======== Extract provided

Speed News Desk | Updated on: 10 February 2017, 1:50 IST

Data from the National AIDS Control Organisation(NACO) has revealed that 2,234 persons across India have been infected with human immunodeficiency virus (HIV) while getting blood transfusions in the last 17 months alone.

The cases have reportedly been caused by unsafe blood transfusion practices in hospitals. Uttar Pradesh reported the maximum number of cases, with 361, while Gujarat ranks second with 292 cases, Maharashtra with 276 and Delhi with 264 cases, The Hindu reported.

Also Read: 3 yr old tests HIV positive after blood transfusion at Guwahati hospital

The NACO revealed the data in response to a Right to Information (RTI) query by activist Chetan Kothari.

"The government has been slackening on raising AIDS awareness due to budget cuts. Cases like these keep happening over and over again and no action is taken against erring hospitals and blood banks. This is an extremely serious issue, and the government needs to address it urgently," The Hindu quoted Kothari as saying.

According to the latest annual report, till September 2014, NACO's total blood collection was around 30 lakh units. Nearly 84% of the donated blood units came from Voluntary Blood Donation, which seem to be the source of the problem, says Naresh Goyal, Deputy Director General, NACO.

According to law, it is mandatory to screen donors/donated blood for transmissible infections of HIV, HBV and hepatitis C, malaria and syphilis.

"These are unfortunate cases and we are working towards the goal of zero transmission. Having said that, these numbers must be looked in the context of the scale of our HIV programme. For example, 20 years ago, nearly 8-10% of total HIV infections were coming to transfusions. Currently, that figure is below 1%. We have conquered this route of infection. It is now legally mandatory for every blood bank to screening the units before giving it to a patient," Goyal told The Hindu.

"In some cases, the donor may be in a window period - before his HIV viral load can be detected - when he donates the blood. In such cases, when screened, the blood sample shows a false negative," the daily quoted him as saying.

According to NACO's 2015 annual report, the total number of people living with HIV/AIDS (PLHIVs) in India was estimated at around 20.9 lakh in 2011. Nearly 86% of these patients are in the 15-49 age-group.

================

Your goal> Copy the part of the news report on HIV infections from blood transfusions between "Also Read: 3" and "Kothari as saying.", inclusive, swapping "budget cuts" for "funding shortfalls".

======== Supplied information

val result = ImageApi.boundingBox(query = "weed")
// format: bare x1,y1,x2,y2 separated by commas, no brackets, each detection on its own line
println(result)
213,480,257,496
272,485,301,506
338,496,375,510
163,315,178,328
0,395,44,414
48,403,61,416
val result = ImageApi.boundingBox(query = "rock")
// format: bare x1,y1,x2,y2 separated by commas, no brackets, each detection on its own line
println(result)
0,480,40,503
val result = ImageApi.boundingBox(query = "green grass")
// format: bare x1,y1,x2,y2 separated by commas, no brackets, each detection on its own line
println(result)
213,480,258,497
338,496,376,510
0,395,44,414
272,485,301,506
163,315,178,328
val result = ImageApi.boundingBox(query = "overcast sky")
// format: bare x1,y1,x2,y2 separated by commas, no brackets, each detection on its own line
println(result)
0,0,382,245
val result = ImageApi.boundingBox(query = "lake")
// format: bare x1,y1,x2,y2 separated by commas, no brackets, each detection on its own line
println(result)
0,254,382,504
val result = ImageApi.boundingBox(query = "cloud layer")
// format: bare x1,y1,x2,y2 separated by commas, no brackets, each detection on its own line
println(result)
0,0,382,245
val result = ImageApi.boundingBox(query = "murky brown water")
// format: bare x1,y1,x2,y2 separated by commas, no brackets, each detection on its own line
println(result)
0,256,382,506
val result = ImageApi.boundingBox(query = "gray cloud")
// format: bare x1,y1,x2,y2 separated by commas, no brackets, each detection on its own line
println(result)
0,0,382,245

================
======== Supplied information

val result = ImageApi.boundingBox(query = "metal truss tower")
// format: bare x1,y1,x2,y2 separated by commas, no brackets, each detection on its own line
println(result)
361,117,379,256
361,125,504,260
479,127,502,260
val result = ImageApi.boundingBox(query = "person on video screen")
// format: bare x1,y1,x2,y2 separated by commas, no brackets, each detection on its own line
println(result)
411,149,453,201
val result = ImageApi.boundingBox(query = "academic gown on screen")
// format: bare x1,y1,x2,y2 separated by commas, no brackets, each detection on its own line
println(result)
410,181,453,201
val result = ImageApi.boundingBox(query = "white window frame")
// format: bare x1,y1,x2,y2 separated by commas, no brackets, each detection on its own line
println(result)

================

Answer>
Also Read: 3 yr old tests HIV positive after blood transfusion at Guwahati hospital

The NACO revealed the data in response to a Right to Information (RTI) query by activist Chetan Kothari.

"The government has been slackening on raising AIDS awareness due to funding shortfalls. Cases like these keep happening over and over again and no action is taken against erring hospitals and blood banks. This is an extremely serious issue, and the government needs to address it urgently," The Hindu quoted Kothari as saying.